— start Records provided —

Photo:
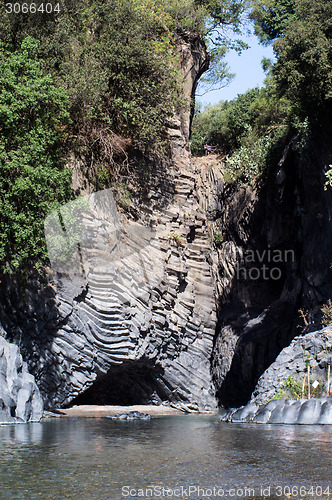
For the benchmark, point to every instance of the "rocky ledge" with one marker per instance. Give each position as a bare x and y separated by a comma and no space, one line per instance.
302,411
20,400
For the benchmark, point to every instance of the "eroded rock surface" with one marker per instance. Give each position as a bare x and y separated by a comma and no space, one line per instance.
20,400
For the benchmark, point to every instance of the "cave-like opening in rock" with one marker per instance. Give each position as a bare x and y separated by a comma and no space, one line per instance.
131,383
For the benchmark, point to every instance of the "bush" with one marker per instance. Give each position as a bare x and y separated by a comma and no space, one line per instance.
33,181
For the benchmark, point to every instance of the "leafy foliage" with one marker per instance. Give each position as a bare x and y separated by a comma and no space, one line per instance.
34,116
100,76
303,70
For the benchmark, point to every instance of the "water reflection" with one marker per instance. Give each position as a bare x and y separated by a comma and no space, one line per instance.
93,458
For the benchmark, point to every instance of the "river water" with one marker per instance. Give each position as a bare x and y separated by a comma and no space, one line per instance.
167,457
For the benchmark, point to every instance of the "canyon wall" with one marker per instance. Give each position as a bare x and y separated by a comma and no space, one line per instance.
129,316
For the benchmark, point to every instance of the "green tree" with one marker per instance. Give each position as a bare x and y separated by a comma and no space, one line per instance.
303,70
33,182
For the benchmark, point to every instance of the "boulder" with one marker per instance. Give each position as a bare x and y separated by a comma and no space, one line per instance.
20,400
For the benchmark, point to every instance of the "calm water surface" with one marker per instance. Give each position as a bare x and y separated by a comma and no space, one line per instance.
102,459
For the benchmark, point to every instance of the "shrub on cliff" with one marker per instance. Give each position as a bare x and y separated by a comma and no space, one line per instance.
33,182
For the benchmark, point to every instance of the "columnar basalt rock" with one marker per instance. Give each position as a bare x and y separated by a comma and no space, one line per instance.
20,400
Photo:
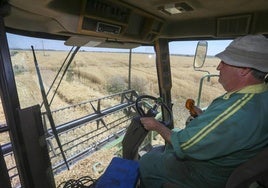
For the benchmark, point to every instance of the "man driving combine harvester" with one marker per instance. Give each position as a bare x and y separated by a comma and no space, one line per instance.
232,130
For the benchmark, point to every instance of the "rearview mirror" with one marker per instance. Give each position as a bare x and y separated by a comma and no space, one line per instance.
200,54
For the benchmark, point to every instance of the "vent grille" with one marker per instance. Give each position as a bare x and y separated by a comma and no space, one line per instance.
233,25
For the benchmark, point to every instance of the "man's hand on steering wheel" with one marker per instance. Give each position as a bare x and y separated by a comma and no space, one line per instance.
148,106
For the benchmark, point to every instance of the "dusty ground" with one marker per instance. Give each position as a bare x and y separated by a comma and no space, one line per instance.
91,73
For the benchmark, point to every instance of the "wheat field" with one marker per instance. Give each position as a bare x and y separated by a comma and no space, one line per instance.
92,72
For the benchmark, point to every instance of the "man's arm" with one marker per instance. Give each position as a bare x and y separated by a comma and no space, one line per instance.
151,124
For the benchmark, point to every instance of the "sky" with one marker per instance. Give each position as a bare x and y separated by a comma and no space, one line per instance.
184,47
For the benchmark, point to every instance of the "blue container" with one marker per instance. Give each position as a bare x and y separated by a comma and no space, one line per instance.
121,173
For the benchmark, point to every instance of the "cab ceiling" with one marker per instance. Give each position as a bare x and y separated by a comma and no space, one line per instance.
136,21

— end Records provided —

Set down all the entries exactly as they appear, but skip any pictures.

Photo:
For the benchmark, point to every instance of the "rocky ledge" with one marker per instance. Give each position as a bare x and y separated by a comma and no space, one line per instance.
302,411
20,400
For the benchmark, point to every instance of the "eroded rock surface" with one marker per instance. Give each position as a bare x and y separated by a comma and no space, one line per instance.
20,400
For the benchmark, point to every instance of the "cave-like opening in rock" with one marker per instance. Give each position as a bare x and y separated by a comma and no space, one line per instance.
131,383
For the benchmark, point to every instance of the "bush" with one marker per instance. Give each position as a bare x and y separated by a comma and no space, one line per instance.
33,181
For the benchmark, point to every instance of the "leafy foliage" with one marker per instance. Give each position as a bare x and y separated by a comma and no space, one line per instance.
34,116
100,76
303,70
For the benchmark, point to every instance of the "water reflection" with one marker per instance. Give each position as a bare x and y separated by a comma and no space, one line per instance.
93,458
For the benchmark, point to every instance of the "river water" with one marker per instance. Give each position as a bare x and y separated by a comma and no space, one line per instance.
167,457
For the benchmark, point to every instance of the "canyon wall" with one marker per instance. Give each position as a bare x and y separated by a comma and no space, one line per instance.
129,316
For the benchmark, point to every instance of the "green tree" with one marker per instance. Give each position as a bare x and y separated by a comma and no space, one line per instance.
303,70
33,182
For the benchmark, point to every instance of the "boulder" with one marker per instance. Give each position as a bare x and y separated by a comma and no space, one line per instance.
20,400
For the benchmark, point to every instance of the "calm water surface" with one marker per instance. Give each position as a bare x and y separated by a comma and no space, one line per instance.
102,459
For the benchmark, point to every instance of the "shrub on cliff" with one marker per instance. Give each position as a bare x and y separated by a comma and no space, one line per instance.
33,182
For the benchmark, point to every instance of the "columnar basalt rock" with one marker per instance. Give each position as a bare x and y separated by a comma and no space, one line per instance.
20,400
Photo:
For the benchmark, point to every instance of the "man driving combine harvester" with one marker per instance. Give each position as a bare x and y separated by a comma and no space, one line per instance.
232,130
For the benchmark, point to every instance of the "rearview mirror" with one marker per instance. Give each position as a bare x and y separated by a comma and no space, one line per instance.
200,54
For the benchmark, point to every instance of the "vent grille" with one marker per instance. Give each position as a bare x and y separated by a comma and no space, one line per instance.
233,25
For the benchmark, point to every instance of the "man's hand on steering wheel" with one marker per instance. Give each position as a bare x and y separated by a comma and no space, one line per instance.
148,106
For the benchmark, point to every instance of the "dusty ground" with one marker per instance. Give each position as a bare x and y separated by a comma and no space, one line per instance.
91,73
For the benchmark, point to every instance of the "wheat field" with one marker per instance. Give each position as a bare x and y separated by a comma and no space, one line per instance.
92,72
For the benchmark, point to every instance of the "man's arm" with one marker per instance. Give each position as a bare x and y separated by a comma and no space, one line per instance.
151,124
For the benchmark, point to every instance of the "sky" with one marker per instance. Give each position as a bare x and y separated by a comma and no space, one line per instance.
184,47
For the benchmark, point to every instance of the "blue container" with one marker per instance. Give each position as a bare x and y separated by a comma and no space, one line per instance.
121,173
For the benchmark, point to every instance of the "cab ceiling" with one marker per instance. Give each position as a bare x and y separated by a comma and no space, one line per instance.
136,21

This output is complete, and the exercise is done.